## PROBLEM TO SOLVE:
Copy out, unchanged, the part of the data that opens with the line containing "Target: turbulent rapids" and runs through the end of the data, including both ends.

╭─ DATA SUPPLIED

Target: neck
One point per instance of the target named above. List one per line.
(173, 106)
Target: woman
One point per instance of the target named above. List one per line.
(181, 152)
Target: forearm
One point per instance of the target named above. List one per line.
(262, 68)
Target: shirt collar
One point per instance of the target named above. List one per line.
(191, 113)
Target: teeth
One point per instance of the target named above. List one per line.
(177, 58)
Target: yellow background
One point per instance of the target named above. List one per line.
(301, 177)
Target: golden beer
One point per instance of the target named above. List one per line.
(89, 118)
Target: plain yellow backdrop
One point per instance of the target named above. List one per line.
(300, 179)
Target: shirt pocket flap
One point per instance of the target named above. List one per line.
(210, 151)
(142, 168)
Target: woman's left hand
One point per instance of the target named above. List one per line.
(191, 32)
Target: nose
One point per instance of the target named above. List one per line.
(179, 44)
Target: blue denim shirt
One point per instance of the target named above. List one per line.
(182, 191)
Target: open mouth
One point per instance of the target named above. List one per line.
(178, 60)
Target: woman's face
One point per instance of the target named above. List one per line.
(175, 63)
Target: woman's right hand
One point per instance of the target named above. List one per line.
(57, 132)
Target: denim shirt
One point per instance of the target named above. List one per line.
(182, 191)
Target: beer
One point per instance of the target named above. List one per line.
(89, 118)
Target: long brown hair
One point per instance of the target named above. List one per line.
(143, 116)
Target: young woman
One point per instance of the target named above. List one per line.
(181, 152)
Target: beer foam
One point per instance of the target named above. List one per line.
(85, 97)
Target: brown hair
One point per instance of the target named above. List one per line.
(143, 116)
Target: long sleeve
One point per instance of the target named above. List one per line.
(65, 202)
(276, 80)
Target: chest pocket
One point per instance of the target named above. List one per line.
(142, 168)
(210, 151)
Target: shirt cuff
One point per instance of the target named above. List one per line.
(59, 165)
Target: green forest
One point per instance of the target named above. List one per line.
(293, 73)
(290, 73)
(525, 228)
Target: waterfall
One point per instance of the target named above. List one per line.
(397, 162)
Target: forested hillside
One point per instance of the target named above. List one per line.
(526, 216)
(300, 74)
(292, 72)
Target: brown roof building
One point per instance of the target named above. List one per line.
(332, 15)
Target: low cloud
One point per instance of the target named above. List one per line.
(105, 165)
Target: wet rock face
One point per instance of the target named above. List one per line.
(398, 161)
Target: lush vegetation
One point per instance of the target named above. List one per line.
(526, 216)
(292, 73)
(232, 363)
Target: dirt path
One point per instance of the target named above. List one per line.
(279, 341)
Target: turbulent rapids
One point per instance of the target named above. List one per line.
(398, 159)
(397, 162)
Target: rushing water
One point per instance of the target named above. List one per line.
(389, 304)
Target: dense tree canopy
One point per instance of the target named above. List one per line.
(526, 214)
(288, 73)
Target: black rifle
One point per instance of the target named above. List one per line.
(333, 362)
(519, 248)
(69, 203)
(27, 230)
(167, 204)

╰─

## ANSWER IN FULL:
Target: turbulent rapids
One point per instance of the target named above. List one per line.
(398, 159)
(397, 162)
Target: rushing water
One point per instance of the target named above. List one per line.
(389, 304)
Target: dense tree canopy
One point per instance of the target named above. List one per line.
(526, 214)
(288, 73)
Target: black rifle
One point per instance of the target named above. List one per line.
(333, 362)
(519, 248)
(69, 203)
(27, 230)
(167, 204)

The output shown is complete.